▶ **Stated exercise**
Extract every line of the data below that contains the word "helmet", treating case as significant.

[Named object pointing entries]

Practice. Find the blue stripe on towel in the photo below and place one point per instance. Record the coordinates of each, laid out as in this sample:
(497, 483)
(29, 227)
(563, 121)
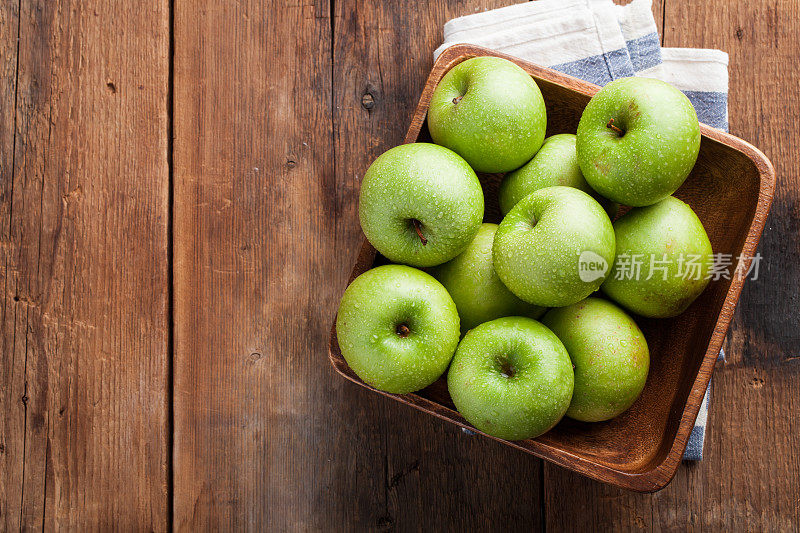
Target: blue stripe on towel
(599, 69)
(711, 107)
(645, 51)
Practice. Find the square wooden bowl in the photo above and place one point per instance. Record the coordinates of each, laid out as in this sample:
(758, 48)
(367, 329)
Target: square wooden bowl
(731, 190)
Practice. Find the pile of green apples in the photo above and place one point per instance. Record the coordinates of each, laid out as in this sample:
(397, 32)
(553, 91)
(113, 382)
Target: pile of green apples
(508, 310)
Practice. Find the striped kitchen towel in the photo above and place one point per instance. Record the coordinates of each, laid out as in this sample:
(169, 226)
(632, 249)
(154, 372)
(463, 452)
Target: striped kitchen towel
(598, 41)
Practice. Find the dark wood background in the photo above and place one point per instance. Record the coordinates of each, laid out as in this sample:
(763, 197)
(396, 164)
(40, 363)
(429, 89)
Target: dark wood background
(178, 188)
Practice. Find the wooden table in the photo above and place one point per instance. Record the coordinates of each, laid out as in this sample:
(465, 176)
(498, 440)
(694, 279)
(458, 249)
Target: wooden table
(178, 185)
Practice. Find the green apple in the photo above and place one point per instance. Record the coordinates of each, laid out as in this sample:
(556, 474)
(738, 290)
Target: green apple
(397, 328)
(663, 259)
(490, 112)
(638, 139)
(556, 163)
(609, 357)
(479, 294)
(511, 378)
(545, 243)
(420, 204)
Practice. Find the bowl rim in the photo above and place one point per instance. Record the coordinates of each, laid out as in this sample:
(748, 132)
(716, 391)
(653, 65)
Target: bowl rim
(659, 476)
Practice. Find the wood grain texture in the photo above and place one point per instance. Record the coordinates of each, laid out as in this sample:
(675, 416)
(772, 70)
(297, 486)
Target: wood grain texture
(749, 478)
(254, 211)
(83, 247)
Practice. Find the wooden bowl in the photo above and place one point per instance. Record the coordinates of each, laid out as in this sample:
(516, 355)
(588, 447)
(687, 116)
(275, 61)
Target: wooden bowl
(731, 190)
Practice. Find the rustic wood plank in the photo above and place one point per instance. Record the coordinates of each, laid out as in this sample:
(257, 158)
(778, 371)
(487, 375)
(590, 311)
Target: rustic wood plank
(254, 211)
(84, 248)
(749, 478)
(424, 474)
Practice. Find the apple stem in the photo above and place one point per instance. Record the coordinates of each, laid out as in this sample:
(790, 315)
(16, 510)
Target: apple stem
(418, 229)
(613, 127)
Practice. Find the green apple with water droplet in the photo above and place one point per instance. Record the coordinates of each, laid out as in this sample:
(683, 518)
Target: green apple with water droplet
(556, 163)
(397, 328)
(638, 139)
(663, 259)
(473, 284)
(511, 378)
(545, 245)
(420, 204)
(609, 355)
(489, 111)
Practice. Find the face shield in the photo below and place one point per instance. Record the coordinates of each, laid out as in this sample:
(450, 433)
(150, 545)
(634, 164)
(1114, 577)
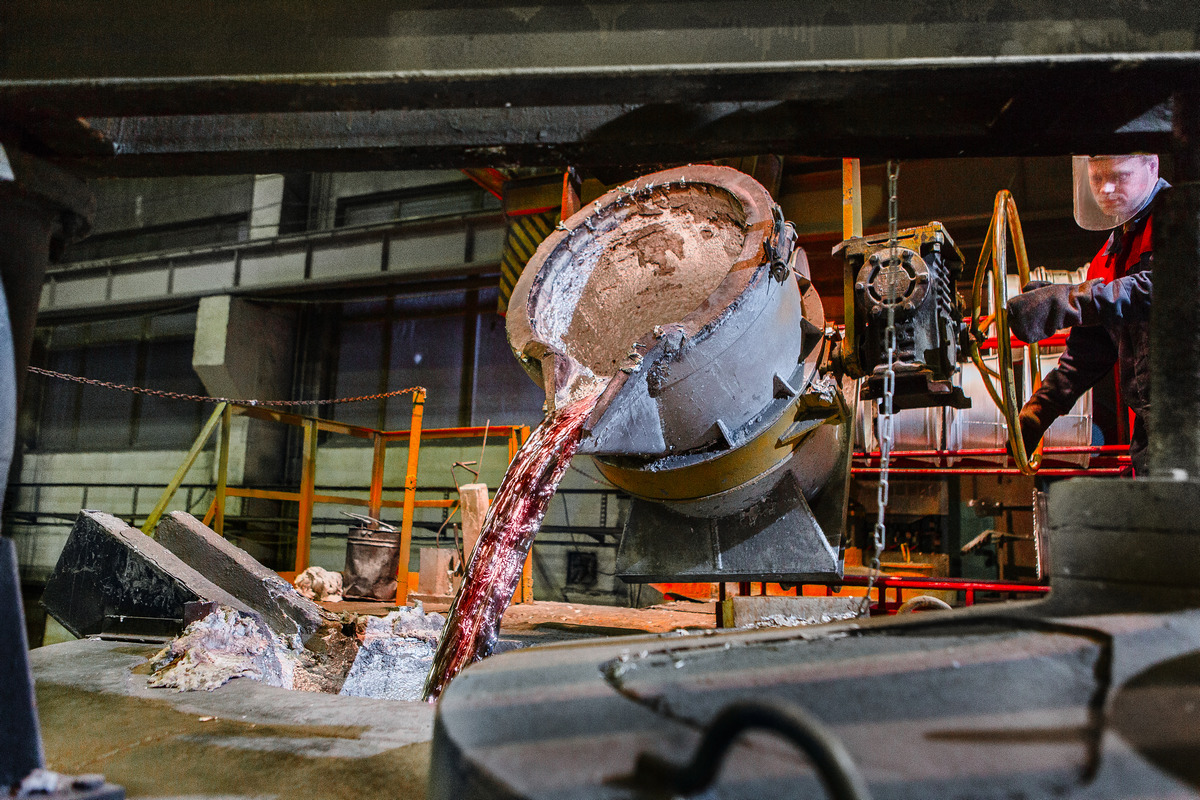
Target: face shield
(1111, 190)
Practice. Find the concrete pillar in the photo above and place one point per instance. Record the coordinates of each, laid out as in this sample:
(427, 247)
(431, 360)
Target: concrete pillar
(1175, 320)
(1128, 546)
(245, 352)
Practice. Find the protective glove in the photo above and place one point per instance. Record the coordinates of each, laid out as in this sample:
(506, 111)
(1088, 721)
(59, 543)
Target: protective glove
(1043, 308)
(1033, 420)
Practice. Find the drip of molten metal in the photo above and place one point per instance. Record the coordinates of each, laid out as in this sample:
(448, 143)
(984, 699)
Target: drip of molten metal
(509, 529)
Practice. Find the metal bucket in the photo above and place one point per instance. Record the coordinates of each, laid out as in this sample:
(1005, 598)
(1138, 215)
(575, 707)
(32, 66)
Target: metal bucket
(372, 559)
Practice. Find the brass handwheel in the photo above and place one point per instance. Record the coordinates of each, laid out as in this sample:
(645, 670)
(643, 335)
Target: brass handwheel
(994, 258)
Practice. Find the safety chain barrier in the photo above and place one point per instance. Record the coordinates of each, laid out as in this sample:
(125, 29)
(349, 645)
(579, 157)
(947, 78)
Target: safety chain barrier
(207, 398)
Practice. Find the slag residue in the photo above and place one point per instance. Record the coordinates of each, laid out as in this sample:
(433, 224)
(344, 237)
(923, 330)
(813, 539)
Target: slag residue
(509, 529)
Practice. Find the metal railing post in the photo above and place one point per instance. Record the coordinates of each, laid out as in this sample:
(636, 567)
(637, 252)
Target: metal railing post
(181, 473)
(406, 524)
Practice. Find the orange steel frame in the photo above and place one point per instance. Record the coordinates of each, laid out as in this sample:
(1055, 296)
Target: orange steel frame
(307, 495)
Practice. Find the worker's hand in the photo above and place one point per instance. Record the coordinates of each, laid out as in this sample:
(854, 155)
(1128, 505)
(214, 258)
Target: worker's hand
(1047, 307)
(1033, 420)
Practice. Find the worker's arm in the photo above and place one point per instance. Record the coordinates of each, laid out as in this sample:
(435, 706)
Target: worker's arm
(1089, 356)
(1042, 310)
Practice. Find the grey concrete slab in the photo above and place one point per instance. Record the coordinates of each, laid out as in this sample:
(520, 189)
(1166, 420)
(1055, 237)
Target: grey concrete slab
(286, 611)
(241, 740)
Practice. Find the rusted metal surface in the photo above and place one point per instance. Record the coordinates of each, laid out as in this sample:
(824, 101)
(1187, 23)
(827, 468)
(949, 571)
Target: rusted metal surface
(1175, 320)
(406, 521)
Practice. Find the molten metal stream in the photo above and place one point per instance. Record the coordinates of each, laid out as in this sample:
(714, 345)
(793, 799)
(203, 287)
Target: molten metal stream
(509, 530)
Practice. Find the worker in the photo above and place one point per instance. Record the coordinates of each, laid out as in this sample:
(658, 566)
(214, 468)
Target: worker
(1109, 313)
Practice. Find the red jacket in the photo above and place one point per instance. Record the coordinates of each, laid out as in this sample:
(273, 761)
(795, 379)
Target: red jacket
(1109, 324)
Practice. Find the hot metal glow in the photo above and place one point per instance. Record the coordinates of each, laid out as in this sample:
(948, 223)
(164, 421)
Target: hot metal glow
(509, 530)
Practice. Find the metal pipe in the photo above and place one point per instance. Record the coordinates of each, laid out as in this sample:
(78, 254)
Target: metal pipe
(406, 524)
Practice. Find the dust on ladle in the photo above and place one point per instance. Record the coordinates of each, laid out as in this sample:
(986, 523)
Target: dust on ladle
(509, 529)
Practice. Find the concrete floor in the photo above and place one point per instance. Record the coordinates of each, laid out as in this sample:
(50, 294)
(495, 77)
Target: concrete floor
(250, 740)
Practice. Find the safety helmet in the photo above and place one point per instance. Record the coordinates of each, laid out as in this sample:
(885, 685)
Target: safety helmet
(1113, 190)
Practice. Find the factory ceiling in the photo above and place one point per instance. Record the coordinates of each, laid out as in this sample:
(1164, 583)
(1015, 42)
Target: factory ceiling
(137, 88)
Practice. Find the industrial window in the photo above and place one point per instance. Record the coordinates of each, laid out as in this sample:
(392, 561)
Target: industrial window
(154, 352)
(451, 343)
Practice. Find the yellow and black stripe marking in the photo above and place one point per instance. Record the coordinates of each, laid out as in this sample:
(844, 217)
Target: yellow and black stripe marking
(526, 232)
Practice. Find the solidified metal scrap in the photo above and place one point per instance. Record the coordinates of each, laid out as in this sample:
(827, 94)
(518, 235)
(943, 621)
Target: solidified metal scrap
(318, 583)
(223, 645)
(114, 578)
(395, 656)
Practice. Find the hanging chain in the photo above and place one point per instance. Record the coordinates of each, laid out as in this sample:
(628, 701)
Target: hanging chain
(205, 398)
(886, 420)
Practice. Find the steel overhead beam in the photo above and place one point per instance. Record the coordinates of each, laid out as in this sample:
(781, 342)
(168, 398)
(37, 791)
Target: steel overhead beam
(144, 90)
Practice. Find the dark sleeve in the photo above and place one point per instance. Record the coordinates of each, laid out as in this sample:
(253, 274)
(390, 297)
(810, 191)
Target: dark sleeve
(1089, 356)
(1035, 314)
(1121, 301)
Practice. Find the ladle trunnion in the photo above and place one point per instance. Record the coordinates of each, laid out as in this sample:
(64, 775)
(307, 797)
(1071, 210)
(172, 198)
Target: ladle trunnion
(685, 293)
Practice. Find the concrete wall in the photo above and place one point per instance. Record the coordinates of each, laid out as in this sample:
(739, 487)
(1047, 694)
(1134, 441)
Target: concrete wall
(144, 202)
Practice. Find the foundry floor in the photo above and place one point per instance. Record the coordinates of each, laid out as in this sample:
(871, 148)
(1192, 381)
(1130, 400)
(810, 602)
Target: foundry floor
(249, 740)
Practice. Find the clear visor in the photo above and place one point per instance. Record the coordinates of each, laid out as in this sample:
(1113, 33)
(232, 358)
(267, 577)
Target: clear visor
(1113, 191)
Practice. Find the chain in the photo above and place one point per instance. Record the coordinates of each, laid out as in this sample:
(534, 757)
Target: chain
(205, 398)
(886, 421)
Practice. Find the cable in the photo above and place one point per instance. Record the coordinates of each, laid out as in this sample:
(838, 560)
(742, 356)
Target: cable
(833, 763)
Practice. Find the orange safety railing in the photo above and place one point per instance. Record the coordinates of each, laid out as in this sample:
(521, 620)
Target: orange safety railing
(307, 498)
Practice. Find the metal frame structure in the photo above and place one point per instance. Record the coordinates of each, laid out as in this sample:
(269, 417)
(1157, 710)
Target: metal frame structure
(307, 497)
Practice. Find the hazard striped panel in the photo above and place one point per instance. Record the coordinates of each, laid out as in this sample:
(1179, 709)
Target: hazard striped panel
(526, 232)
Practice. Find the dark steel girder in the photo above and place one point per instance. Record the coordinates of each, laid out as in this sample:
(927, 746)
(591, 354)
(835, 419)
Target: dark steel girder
(136, 89)
(1029, 107)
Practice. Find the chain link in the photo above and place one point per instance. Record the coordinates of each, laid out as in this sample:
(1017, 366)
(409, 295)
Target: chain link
(205, 398)
(886, 420)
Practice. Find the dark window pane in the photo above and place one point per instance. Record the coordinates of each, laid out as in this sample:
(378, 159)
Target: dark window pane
(426, 353)
(171, 423)
(504, 394)
(107, 413)
(59, 402)
(359, 362)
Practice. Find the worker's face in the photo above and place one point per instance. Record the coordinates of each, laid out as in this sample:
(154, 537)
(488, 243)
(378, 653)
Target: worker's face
(1121, 185)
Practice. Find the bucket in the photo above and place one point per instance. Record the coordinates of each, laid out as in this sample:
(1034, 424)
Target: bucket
(372, 559)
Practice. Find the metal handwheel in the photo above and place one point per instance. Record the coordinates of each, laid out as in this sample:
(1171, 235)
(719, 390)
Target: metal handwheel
(994, 258)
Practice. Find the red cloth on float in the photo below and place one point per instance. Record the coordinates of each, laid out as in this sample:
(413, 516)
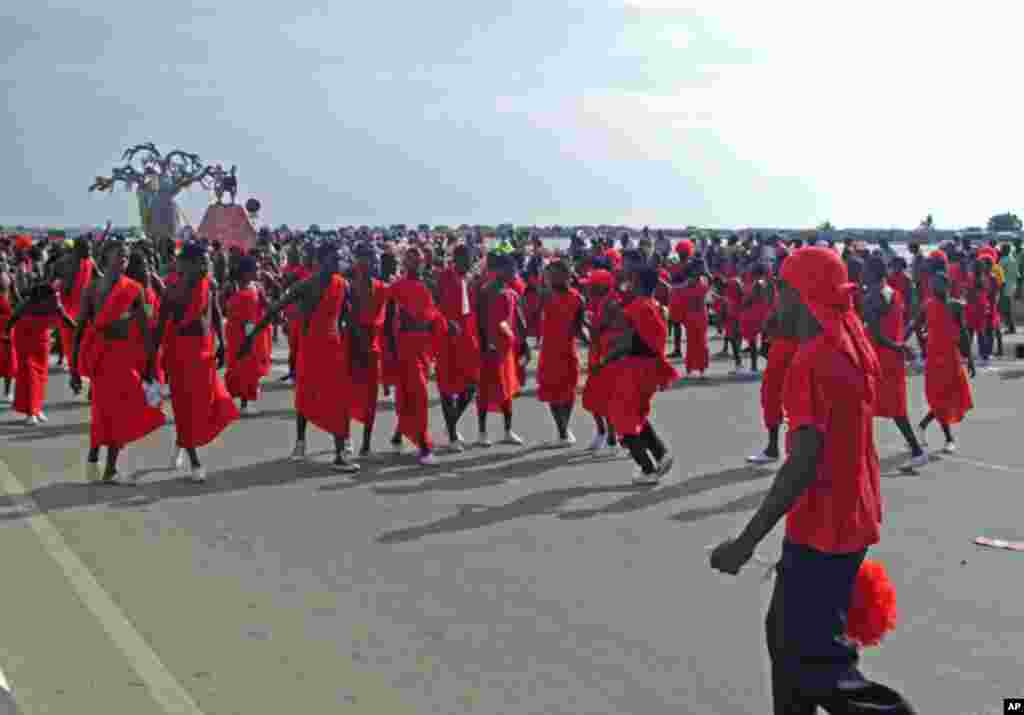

▶ **Exercise response**
Practice. Find the safety helmet in the photo above and place one point per instance. Record the coordinates of each, laid out as in this sample:
Target: safety helmet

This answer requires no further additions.